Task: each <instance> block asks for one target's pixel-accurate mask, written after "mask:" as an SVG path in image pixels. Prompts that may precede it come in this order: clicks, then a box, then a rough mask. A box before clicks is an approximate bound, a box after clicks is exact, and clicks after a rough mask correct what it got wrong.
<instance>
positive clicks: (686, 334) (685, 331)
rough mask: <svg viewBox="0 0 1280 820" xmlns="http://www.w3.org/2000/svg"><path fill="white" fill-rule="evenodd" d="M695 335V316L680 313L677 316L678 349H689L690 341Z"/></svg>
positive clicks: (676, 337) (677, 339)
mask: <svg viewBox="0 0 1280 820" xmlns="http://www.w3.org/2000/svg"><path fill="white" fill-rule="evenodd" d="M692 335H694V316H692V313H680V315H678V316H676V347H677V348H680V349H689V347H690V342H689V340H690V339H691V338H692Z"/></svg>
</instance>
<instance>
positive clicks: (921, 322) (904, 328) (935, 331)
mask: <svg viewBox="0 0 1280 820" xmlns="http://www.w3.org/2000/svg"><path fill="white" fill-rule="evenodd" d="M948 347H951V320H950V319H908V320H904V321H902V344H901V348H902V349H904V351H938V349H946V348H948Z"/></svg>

···

*EXERCISE DIRECTIONS*. Arrange every line of the records above as a Markdown table with two columns, No. and Text, numbering the rows in order and omitting blank lines.

*RESULT OF THIS TASK*.
| No. | Text |
|---|---|
| 1 | Task: each <instance> block asks for one target's pixel-accurate mask, written after "mask:" as an SVG path in image pixels. Prompts that may precede it come in this order: clicks, then a box, then a rough mask. A box before clicks is an approximate bound, a box after clicks is exact, and clicks after a rough mask correct what it got wrong. |
| 2 | <instance> |
| 3 | positive clicks: (686, 334) (685, 331) |
| 4 | rough mask: <svg viewBox="0 0 1280 820" xmlns="http://www.w3.org/2000/svg"><path fill="white" fill-rule="evenodd" d="M695 335V316L680 313L677 316L678 349H689L690 341Z"/></svg> |
| 5 | positive clicks: (676, 337) (677, 339) |
| 6 | mask: <svg viewBox="0 0 1280 820" xmlns="http://www.w3.org/2000/svg"><path fill="white" fill-rule="evenodd" d="M692 335H694V316H692V313H680V315H678V316H676V347H677V348H680V349H689V347H690V342H689V340H690V339H691V338H692Z"/></svg> |
| 7 | </instance> |
| 8 | <instance> |
| 9 | positive clicks: (921, 322) (904, 328) (935, 331) |
| 10 | mask: <svg viewBox="0 0 1280 820" xmlns="http://www.w3.org/2000/svg"><path fill="white" fill-rule="evenodd" d="M948 347H951V320H950V319H908V320H904V321H902V344H901V348H902V349H904V351H938V349H946V348H948Z"/></svg> |